WHAT IS EXPECTED: Count how many lines in the entries below contain the word "bicycle", and give only that number.

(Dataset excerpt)
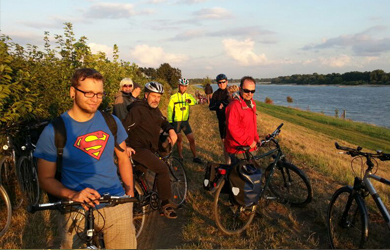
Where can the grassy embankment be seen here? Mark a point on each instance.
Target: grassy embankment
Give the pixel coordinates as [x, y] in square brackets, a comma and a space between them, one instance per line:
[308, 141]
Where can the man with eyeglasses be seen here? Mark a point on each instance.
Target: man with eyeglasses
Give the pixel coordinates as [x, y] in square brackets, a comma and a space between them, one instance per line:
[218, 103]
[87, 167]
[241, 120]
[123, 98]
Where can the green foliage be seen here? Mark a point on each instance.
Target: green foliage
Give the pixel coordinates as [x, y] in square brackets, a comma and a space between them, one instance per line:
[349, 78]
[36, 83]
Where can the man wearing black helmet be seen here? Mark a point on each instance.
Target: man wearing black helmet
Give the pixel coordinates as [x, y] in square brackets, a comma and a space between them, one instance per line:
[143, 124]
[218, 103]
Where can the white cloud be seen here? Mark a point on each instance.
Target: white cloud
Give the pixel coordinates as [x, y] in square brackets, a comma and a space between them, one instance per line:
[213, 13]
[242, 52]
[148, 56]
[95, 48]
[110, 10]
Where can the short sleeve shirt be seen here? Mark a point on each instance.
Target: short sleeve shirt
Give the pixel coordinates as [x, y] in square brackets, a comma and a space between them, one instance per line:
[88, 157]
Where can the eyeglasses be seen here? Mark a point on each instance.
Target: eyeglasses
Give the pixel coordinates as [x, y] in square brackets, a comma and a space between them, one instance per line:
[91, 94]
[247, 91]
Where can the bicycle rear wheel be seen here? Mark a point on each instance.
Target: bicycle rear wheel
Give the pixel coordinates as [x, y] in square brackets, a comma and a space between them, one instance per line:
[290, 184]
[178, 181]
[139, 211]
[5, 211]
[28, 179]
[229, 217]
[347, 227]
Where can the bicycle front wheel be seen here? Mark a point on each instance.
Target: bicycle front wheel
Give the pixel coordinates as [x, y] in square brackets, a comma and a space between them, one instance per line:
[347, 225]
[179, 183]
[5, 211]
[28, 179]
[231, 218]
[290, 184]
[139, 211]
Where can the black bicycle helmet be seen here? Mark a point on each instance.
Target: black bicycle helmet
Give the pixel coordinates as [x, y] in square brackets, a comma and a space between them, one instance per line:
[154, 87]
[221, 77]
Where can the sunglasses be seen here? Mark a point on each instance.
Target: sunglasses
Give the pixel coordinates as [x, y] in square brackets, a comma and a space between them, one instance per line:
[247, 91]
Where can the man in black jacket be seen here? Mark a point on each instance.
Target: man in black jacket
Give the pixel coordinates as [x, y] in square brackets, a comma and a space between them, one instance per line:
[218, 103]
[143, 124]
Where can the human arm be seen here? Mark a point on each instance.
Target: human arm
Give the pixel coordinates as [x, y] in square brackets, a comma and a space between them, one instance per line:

==

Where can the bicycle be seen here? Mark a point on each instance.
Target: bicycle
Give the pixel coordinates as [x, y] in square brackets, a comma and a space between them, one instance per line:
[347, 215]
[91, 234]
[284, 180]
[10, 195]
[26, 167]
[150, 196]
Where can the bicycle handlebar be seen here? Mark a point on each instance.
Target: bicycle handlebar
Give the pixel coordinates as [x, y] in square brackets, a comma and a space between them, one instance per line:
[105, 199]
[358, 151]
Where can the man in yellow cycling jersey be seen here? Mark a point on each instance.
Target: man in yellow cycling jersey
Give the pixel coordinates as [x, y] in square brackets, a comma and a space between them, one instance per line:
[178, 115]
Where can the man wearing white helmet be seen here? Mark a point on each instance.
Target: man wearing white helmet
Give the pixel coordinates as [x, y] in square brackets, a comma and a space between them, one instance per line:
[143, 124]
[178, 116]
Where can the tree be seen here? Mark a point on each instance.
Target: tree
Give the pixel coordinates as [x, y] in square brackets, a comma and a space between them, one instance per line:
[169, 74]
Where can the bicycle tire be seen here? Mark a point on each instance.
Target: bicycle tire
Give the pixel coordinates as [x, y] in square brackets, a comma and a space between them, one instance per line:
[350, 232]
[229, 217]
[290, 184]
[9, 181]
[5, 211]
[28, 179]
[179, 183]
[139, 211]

WORKED SOLUTION: 12